Work request: Take the entries below and print only the lines from the one with "of the wheel" through the one with "of the brake", exactly as they stand, both ends included.

Input data:
┌────────
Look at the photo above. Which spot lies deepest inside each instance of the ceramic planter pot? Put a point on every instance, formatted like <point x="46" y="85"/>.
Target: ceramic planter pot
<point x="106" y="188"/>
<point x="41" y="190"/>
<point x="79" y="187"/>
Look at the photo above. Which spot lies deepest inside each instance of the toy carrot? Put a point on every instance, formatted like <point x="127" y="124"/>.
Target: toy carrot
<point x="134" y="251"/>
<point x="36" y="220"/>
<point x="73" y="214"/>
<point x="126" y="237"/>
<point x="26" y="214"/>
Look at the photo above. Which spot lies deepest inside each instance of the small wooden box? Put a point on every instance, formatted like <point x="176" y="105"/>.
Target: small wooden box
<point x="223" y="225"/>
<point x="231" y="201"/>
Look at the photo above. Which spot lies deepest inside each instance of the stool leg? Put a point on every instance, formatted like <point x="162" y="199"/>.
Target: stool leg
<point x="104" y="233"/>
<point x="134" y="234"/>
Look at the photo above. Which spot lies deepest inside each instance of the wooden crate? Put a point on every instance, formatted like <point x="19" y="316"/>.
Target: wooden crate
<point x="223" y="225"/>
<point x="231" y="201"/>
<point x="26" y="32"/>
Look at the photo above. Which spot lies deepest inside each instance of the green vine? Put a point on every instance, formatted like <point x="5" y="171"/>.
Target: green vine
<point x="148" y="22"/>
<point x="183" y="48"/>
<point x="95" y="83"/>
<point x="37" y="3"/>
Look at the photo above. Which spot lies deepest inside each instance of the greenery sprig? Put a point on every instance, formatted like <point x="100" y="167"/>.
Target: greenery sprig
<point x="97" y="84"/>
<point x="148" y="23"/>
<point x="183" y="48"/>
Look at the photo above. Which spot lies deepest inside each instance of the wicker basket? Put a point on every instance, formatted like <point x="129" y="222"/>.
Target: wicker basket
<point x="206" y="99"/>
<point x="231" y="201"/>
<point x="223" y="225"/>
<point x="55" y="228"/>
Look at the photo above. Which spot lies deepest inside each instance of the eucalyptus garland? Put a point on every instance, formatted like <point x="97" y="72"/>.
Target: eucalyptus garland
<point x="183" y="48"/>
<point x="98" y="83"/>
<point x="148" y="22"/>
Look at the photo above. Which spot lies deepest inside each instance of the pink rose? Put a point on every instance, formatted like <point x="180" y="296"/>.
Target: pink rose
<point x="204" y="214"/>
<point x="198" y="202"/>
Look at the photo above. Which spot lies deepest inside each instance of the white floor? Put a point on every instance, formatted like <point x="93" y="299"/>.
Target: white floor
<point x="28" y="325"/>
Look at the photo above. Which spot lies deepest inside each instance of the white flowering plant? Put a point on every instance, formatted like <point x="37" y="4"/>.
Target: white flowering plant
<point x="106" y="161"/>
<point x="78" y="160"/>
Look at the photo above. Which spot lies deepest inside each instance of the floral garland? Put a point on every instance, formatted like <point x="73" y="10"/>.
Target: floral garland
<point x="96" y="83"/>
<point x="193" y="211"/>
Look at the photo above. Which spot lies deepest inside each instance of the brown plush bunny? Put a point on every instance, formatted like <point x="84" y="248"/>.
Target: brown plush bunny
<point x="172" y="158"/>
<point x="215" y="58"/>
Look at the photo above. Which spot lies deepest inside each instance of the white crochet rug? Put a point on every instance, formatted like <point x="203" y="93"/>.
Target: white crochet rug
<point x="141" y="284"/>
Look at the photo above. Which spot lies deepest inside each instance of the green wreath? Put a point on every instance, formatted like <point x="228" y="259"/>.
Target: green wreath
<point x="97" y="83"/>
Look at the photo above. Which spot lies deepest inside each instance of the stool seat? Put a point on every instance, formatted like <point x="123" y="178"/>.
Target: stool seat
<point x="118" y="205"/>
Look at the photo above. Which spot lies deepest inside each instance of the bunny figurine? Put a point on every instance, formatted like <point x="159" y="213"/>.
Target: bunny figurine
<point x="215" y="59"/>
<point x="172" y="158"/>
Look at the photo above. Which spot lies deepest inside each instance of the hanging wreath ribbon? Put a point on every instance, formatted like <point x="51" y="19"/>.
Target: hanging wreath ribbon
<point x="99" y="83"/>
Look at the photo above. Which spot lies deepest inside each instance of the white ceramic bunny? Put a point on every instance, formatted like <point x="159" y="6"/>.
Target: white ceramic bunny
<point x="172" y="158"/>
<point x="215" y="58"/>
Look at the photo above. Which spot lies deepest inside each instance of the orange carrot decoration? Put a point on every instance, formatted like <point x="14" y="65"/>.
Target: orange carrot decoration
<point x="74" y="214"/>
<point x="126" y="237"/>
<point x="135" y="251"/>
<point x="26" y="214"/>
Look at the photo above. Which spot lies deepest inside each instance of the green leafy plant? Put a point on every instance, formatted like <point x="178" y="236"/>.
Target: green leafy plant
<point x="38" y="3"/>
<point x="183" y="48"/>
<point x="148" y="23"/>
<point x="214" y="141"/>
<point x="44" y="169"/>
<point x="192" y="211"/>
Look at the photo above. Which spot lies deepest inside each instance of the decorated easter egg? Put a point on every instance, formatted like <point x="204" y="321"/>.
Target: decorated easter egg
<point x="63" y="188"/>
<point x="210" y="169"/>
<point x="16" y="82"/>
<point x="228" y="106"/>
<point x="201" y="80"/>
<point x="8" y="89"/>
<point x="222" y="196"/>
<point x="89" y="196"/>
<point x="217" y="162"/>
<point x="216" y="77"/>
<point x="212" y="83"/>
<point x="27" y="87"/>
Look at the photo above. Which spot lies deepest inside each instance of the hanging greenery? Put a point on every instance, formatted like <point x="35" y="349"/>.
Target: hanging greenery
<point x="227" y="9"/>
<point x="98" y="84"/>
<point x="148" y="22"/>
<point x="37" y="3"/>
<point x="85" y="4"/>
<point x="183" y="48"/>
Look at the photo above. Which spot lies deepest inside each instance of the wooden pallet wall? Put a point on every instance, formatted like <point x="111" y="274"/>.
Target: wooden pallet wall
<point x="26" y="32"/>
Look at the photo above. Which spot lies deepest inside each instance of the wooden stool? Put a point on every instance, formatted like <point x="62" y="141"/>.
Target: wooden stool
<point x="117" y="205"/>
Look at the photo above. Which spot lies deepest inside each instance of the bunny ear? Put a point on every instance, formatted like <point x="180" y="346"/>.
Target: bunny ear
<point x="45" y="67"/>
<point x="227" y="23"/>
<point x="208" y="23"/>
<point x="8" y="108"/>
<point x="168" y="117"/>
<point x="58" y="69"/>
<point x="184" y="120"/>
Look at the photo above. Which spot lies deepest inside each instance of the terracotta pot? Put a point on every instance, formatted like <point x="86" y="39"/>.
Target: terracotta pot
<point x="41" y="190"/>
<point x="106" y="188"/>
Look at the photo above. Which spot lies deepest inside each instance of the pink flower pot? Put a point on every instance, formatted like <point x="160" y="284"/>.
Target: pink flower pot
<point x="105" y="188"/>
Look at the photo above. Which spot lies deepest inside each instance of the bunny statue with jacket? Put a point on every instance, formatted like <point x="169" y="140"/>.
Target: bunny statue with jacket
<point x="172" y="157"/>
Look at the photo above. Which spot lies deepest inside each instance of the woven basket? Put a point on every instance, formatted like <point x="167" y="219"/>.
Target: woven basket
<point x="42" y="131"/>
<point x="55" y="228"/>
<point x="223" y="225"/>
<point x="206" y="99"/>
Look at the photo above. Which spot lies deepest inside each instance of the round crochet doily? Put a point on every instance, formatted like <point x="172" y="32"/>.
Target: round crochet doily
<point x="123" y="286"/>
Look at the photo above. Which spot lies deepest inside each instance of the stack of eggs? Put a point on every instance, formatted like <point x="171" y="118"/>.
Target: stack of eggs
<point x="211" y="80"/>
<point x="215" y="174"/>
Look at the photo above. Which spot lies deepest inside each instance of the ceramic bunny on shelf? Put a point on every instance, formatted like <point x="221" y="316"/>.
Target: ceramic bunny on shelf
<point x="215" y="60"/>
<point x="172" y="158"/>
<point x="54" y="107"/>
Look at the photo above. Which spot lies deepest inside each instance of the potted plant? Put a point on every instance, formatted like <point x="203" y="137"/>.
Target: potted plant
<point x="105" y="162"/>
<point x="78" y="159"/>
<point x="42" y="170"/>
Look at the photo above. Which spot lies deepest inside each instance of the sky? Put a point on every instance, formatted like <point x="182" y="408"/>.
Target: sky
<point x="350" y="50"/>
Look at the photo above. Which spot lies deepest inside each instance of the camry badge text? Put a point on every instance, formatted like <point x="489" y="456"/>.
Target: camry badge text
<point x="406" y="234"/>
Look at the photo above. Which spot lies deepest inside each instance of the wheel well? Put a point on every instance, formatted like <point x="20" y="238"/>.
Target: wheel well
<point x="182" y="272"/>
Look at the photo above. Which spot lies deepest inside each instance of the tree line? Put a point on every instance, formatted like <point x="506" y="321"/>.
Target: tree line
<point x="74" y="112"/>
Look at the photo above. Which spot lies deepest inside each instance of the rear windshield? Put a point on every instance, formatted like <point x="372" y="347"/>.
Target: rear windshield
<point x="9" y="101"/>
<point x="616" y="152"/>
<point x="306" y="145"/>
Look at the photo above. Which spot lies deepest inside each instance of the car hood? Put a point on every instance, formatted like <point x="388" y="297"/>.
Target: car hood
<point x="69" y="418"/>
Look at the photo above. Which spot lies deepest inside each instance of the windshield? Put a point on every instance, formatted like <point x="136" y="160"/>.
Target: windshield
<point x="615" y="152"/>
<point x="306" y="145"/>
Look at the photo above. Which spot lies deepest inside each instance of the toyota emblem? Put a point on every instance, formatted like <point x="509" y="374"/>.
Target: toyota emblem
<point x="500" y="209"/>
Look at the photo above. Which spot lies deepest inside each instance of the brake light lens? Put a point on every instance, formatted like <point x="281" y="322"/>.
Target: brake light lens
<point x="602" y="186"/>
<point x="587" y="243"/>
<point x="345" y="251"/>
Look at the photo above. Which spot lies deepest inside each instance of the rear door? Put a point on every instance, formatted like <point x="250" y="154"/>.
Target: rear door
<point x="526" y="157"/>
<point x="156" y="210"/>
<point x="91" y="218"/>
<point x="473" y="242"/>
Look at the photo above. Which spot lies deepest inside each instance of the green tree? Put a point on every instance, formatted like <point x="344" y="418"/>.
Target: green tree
└────────
┌────────
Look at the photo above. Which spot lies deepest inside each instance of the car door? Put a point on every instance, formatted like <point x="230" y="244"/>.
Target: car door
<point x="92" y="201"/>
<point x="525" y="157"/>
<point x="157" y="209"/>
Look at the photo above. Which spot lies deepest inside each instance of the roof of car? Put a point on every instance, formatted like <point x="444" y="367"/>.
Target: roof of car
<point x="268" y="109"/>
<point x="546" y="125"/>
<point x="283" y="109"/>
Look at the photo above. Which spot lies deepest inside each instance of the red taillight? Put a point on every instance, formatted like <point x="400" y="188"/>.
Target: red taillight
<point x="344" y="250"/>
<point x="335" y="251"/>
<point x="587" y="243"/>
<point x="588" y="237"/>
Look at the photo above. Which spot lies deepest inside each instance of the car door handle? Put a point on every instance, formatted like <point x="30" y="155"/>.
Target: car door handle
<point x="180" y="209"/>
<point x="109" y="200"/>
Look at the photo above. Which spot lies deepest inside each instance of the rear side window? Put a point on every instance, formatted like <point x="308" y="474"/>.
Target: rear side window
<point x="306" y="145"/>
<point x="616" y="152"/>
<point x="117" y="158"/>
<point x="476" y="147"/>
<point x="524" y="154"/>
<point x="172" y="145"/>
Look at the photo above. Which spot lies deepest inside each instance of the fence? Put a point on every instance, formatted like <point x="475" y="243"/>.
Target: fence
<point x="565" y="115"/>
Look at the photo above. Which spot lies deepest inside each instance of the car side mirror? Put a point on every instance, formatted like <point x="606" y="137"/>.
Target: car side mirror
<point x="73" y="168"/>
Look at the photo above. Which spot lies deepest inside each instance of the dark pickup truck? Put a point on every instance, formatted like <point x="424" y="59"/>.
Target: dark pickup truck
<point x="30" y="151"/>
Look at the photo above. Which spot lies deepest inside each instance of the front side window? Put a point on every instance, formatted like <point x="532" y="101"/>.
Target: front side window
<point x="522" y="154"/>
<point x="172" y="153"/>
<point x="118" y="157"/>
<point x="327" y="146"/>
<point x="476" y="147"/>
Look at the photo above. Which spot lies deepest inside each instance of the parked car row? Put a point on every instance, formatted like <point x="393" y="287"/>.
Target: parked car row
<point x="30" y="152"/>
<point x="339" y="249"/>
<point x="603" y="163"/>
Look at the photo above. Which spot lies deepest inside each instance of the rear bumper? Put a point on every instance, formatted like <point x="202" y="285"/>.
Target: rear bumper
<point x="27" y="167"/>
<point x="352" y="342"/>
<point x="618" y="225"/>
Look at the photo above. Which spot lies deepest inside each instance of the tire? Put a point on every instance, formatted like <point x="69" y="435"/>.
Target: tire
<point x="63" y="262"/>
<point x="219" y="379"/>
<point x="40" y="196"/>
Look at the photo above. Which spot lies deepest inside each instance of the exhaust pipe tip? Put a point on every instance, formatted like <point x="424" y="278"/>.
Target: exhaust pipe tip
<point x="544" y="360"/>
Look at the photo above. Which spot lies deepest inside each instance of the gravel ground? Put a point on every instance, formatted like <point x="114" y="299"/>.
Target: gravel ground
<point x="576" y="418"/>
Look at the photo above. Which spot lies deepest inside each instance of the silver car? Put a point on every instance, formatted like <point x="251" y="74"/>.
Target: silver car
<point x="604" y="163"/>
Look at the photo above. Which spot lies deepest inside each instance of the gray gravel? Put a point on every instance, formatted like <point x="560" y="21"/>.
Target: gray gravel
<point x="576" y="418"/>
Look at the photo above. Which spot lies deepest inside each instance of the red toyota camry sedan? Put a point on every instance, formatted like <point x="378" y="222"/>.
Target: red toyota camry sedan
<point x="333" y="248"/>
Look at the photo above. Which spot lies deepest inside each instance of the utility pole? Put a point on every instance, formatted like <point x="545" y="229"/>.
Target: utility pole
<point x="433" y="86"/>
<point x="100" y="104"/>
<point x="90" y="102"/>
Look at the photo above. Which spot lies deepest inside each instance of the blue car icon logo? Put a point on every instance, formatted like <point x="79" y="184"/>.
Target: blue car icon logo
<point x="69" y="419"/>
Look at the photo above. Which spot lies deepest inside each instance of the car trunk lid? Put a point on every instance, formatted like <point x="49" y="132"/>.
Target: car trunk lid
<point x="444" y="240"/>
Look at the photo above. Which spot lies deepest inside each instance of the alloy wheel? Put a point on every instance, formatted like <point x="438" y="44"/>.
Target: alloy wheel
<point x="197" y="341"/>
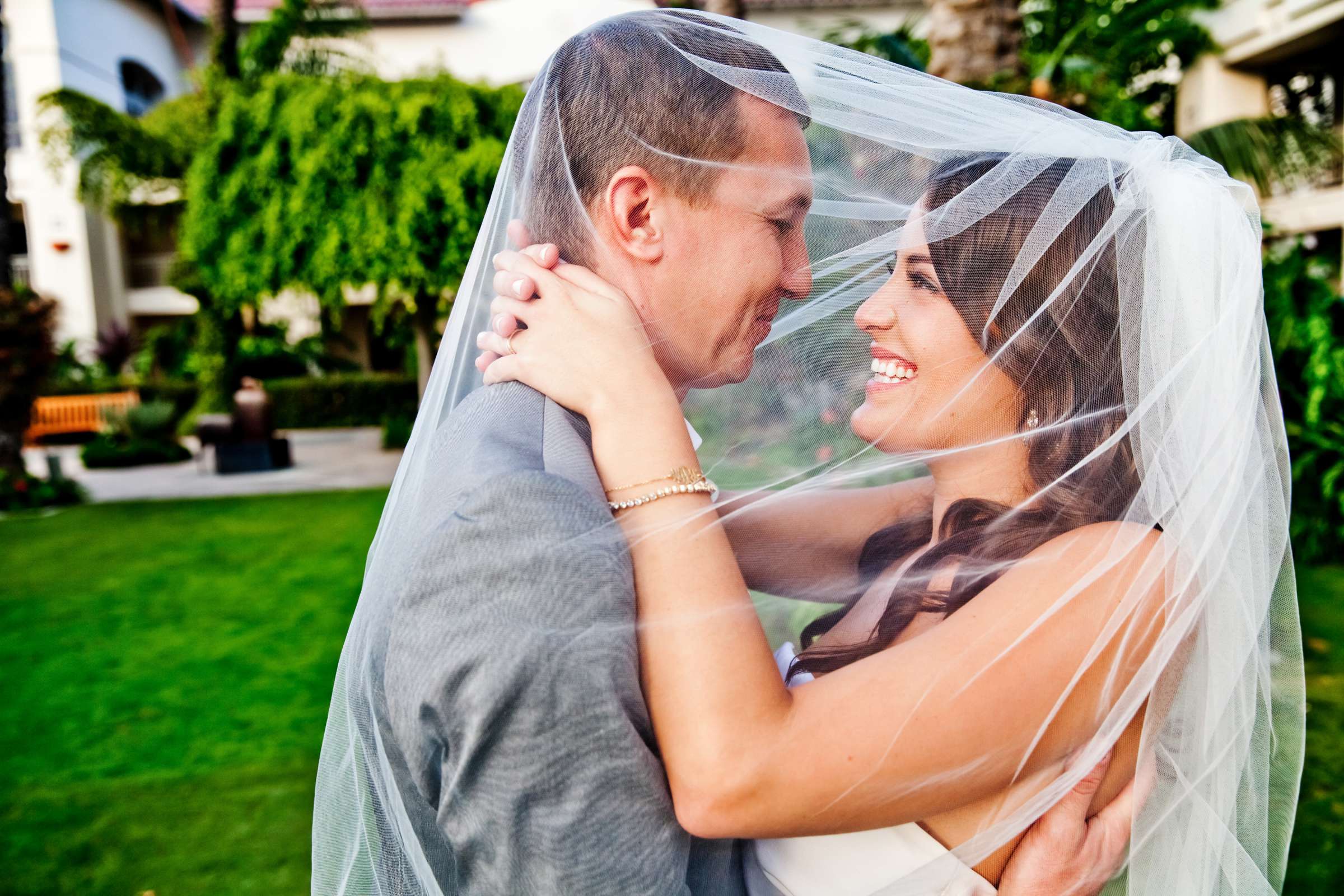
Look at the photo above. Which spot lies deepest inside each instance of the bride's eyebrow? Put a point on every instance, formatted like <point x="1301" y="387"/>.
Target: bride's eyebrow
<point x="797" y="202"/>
└────────
Result of this exercise:
Look at the photo above. Which spot lies deepest inside each instance of the wheel well? Put a point on every instance, formatted like <point x="20" y="238"/>.
Target: wheel well
<point x="182" y="272"/>
Look at the photo above. Which spot lies deepest inside each instance of the tree line? Put a point on every instance, formatted like <point x="506" y="321"/>.
Target: tree line
<point x="74" y="112"/>
Look at the photo above. Which spot lies deepest inside each instance of the rear windshield? Put a point on every instance, formatted like <point x="372" y="347"/>.
Target: rear windshield
<point x="9" y="101"/>
<point x="616" y="152"/>
<point x="306" y="145"/>
Look at the photo above. Which spot lies deepest inside each instance of the car hood? Put a point on every instance, formatted like <point x="388" y="297"/>.
Target: car hood
<point x="69" y="418"/>
Look at the photo above. Which spot lies deepest inside each instance of the windshield? Put a point on every instance, formatted like <point x="136" y="160"/>.
Target: windshield
<point x="615" y="152"/>
<point x="306" y="145"/>
Look at the photo above. Which spot lies deepest inside each instance of the toyota emblem? Put a point on every instance, formatted like <point x="509" y="374"/>.
Target: toyota emblem
<point x="500" y="209"/>
Look at the photo above. Which spot lies deepest inside each instance of the brake light lens? Put a point on every instance, formatted like <point x="281" y="322"/>.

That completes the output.